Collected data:
=====

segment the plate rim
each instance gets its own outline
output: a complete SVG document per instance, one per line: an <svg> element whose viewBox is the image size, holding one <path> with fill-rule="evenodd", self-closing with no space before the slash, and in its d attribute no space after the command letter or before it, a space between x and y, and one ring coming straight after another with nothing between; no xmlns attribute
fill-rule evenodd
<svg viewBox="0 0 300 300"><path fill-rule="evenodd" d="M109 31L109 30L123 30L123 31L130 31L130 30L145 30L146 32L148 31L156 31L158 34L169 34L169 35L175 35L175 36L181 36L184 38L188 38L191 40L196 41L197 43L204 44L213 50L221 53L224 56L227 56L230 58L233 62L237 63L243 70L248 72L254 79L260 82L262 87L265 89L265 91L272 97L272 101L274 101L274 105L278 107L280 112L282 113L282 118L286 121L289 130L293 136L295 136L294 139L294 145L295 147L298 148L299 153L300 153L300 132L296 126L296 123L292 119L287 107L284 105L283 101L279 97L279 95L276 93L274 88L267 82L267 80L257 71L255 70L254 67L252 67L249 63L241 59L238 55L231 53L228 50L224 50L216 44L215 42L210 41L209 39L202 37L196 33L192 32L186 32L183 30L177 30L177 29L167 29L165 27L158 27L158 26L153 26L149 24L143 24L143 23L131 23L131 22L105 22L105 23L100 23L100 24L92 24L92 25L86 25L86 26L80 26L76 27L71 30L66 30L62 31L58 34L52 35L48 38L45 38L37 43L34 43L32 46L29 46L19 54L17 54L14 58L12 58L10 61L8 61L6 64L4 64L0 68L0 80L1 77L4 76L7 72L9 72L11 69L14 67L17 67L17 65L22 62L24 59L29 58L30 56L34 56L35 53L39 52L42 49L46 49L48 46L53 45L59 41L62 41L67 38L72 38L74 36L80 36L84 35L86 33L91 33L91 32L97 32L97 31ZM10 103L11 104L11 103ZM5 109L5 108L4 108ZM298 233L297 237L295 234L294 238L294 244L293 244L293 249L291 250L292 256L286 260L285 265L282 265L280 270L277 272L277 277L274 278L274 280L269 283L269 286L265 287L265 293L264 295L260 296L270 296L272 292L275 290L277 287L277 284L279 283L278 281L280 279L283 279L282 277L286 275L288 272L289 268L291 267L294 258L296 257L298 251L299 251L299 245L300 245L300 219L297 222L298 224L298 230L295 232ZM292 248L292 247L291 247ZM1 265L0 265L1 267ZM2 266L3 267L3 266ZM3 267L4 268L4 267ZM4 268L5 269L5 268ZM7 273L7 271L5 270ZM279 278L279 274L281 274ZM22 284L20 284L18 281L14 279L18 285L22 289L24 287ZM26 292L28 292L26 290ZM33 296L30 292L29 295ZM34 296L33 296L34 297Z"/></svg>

=====

# DIRECTIONS FOR THIS TASK:
Wherever the string "instance" occurs in the entries, copy that whole line.

# ANSWER AREA:
each instance gets its own outline
output: a complete SVG document per instance, one per line: an <svg> element whose viewBox is the image size, holding one <path> with fill-rule="evenodd", self-closing with no space before the slash, and in its d attribute no space after the command letter or before it, a space between x and y, and one ring coming straight after another with nothing between; no xmlns attribute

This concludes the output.